### Input data

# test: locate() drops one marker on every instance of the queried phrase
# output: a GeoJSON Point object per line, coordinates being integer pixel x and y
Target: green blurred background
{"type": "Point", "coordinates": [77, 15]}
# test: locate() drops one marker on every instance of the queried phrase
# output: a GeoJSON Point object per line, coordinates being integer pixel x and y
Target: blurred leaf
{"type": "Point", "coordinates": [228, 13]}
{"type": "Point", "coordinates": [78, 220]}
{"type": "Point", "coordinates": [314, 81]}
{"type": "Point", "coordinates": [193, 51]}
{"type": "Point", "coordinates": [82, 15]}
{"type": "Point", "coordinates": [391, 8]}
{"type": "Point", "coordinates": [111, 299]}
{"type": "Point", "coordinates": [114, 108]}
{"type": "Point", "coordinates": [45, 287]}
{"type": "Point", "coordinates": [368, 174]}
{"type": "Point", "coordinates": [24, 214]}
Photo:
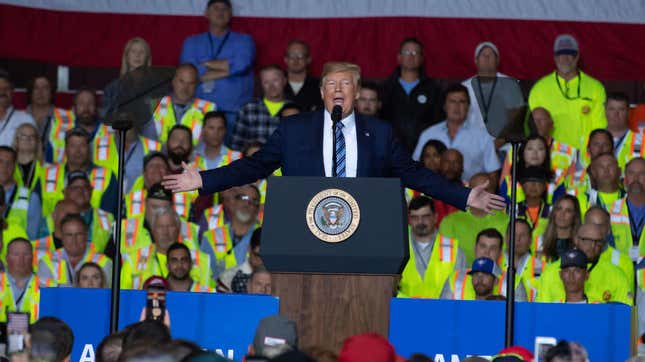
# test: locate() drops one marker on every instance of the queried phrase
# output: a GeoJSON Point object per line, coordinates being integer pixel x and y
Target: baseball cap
{"type": "Point", "coordinates": [274, 331]}
{"type": "Point", "coordinates": [483, 265]}
{"type": "Point", "coordinates": [513, 354]}
{"type": "Point", "coordinates": [159, 192]}
{"type": "Point", "coordinates": [367, 347]}
{"type": "Point", "coordinates": [483, 45]}
{"type": "Point", "coordinates": [573, 257]}
{"type": "Point", "coordinates": [75, 175]}
{"type": "Point", "coordinates": [565, 44]}
{"type": "Point", "coordinates": [150, 156]}
{"type": "Point", "coordinates": [533, 173]}
{"type": "Point", "coordinates": [226, 2]}
{"type": "Point", "coordinates": [77, 131]}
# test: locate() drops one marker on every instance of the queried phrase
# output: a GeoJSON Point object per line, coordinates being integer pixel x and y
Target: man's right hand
{"type": "Point", "coordinates": [189, 180]}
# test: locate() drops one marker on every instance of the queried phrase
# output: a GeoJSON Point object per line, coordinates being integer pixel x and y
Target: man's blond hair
{"type": "Point", "coordinates": [338, 67]}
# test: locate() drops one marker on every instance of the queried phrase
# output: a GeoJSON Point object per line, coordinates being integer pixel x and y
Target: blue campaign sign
{"type": "Point", "coordinates": [223, 322]}
{"type": "Point", "coordinates": [449, 330]}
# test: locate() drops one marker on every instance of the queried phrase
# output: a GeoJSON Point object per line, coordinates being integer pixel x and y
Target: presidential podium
{"type": "Point", "coordinates": [335, 248]}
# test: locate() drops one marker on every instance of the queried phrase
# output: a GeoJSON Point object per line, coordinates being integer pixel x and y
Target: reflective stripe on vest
{"type": "Point", "coordinates": [98, 177]}
{"type": "Point", "coordinates": [447, 250]}
{"type": "Point", "coordinates": [131, 231]}
{"type": "Point", "coordinates": [51, 178]}
{"type": "Point", "coordinates": [182, 206]}
{"type": "Point", "coordinates": [215, 216]}
{"type": "Point", "coordinates": [102, 148]}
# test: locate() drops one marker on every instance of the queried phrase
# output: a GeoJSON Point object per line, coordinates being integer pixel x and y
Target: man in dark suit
{"type": "Point", "coordinates": [302, 146]}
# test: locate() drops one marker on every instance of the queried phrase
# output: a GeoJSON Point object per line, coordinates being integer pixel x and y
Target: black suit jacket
{"type": "Point", "coordinates": [296, 147]}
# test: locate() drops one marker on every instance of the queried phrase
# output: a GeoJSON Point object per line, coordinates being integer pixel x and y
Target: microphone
{"type": "Point", "coordinates": [336, 114]}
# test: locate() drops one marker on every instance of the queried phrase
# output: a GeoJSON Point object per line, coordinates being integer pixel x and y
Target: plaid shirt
{"type": "Point", "coordinates": [254, 123]}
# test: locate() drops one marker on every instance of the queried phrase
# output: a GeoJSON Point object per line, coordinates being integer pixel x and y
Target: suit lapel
{"type": "Point", "coordinates": [363, 136]}
{"type": "Point", "coordinates": [317, 125]}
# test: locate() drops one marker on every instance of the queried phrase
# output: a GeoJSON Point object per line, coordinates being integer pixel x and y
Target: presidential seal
{"type": "Point", "coordinates": [333, 215]}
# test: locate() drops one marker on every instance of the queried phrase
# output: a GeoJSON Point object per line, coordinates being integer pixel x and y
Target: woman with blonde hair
{"type": "Point", "coordinates": [136, 54]}
{"type": "Point", "coordinates": [564, 221]}
{"type": "Point", "coordinates": [90, 275]}
{"type": "Point", "coordinates": [29, 150]}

######

Repeat each entry above word for word, leaving every picture out.

# test: locate() drops one marker on every instance of the queried phrase
# output: a GeoJSON Point object per line, coordinates being integer pixel x and y
Target: green blurred background
{"type": "Point", "coordinates": [77, 15]}
# test: locate() drops one marker on every instance of the queried phrase
# output: a GeoJSON Point object per line, coordinates being integer pixel x and y
Target: blurred leaf
{"type": "Point", "coordinates": [228, 13]}
{"type": "Point", "coordinates": [78, 220]}
{"type": "Point", "coordinates": [314, 81]}
{"type": "Point", "coordinates": [193, 51]}
{"type": "Point", "coordinates": [82, 15]}
{"type": "Point", "coordinates": [391, 8]}
{"type": "Point", "coordinates": [111, 299]}
{"type": "Point", "coordinates": [114, 108]}
{"type": "Point", "coordinates": [45, 287]}
{"type": "Point", "coordinates": [368, 174]}
{"type": "Point", "coordinates": [24, 214]}
Photo:
# test: locate() drops one marker on every instance of the queried phrase
# output: a GeoJSON Point object per line, coordinates being integer pixel x and y
Target: baseball cap
{"type": "Point", "coordinates": [274, 331]}
{"type": "Point", "coordinates": [483, 265]}
{"type": "Point", "coordinates": [513, 354]}
{"type": "Point", "coordinates": [159, 192]}
{"type": "Point", "coordinates": [367, 347]}
{"type": "Point", "coordinates": [483, 45]}
{"type": "Point", "coordinates": [573, 257]}
{"type": "Point", "coordinates": [75, 175]}
{"type": "Point", "coordinates": [565, 44]}
{"type": "Point", "coordinates": [150, 156]}
{"type": "Point", "coordinates": [533, 173]}
{"type": "Point", "coordinates": [226, 2]}
{"type": "Point", "coordinates": [77, 131]}
# test: locate() drops one marker on every instance of the queried phrase
# output: a GeoJSON Point object per line, coordinates being integer pixel x and y
Target: man's right hand
{"type": "Point", "coordinates": [189, 180]}
# test: locate() drops one marker on every instance of the queried phrase
# output: a GeoJSON Point object per line, coordinates being integer pixel x and y
Target: man's blond hair
{"type": "Point", "coordinates": [338, 67]}
# test: locate() drops one marker on every instance of the queried phrase
# output: a GeoJSON Point object per line, coordinates being integer pixel x and y
Target: blue campaign sign
{"type": "Point", "coordinates": [223, 322]}
{"type": "Point", "coordinates": [449, 330]}
# test: locate() drops one marker on every instance of the queried phrase
# output: a GeoJSON Point object per line, coordinates being integer pixel x and y
Target: presidential podium
{"type": "Point", "coordinates": [335, 248]}
# test: locate() drops one marker on every instance of the queried phrase
# output: a GeoJSON Point object per line, coordinates being integer pixel x and y
Target: reflective stripe on vest
{"type": "Point", "coordinates": [98, 177]}
{"type": "Point", "coordinates": [447, 250]}
{"type": "Point", "coordinates": [131, 231]}
{"type": "Point", "coordinates": [51, 178]}
{"type": "Point", "coordinates": [182, 206]}
{"type": "Point", "coordinates": [215, 216]}
{"type": "Point", "coordinates": [102, 148]}
# test: locate() drops one marker on every instance of the queried phrase
# output: a GeoJSON Point object per line, coordinates being integer pixel x and y
Target: man in dark suit
{"type": "Point", "coordinates": [302, 146]}
# test: locate() drops one marker on every instance of the queried phrase
# output: a GeoJSON Point object per line, coordinates being integer pixel x and y
Target: black suit jacket
{"type": "Point", "coordinates": [296, 147]}
# test: locate() drops one marker on every instance of the queried phrase
# output: a GeoJSON Point object per line, coordinates being integer pixel x and y
Target: microphone
{"type": "Point", "coordinates": [336, 114]}
# test: locate() drops one marker on every instance of the queried phrase
# output: a GeoJSON Point object per line, coordinates being integer pixel x and y
Target: plaid shirt
{"type": "Point", "coordinates": [254, 123]}
# test: locate() drops one marker on every instance of the queried phrase
# output: a GeoJSON Point object per line, coordinates being integer pixel x and y
Target: suit lapel
{"type": "Point", "coordinates": [363, 136]}
{"type": "Point", "coordinates": [317, 125]}
# test: locate() drops one marker on every instance of the queried phrase
# output: a GeoJSON Point object per line, coordinates being integer pixel x and y
Target: presidential seal
{"type": "Point", "coordinates": [333, 215]}
# test: locate() drops one marker on every instance of the queried phrase
# output: a GeoJSON Point object per line, coordinates being integer pixel x and y
Target: woman with blonde hair
{"type": "Point", "coordinates": [136, 54]}
{"type": "Point", "coordinates": [564, 221]}
{"type": "Point", "coordinates": [90, 275]}
{"type": "Point", "coordinates": [29, 150]}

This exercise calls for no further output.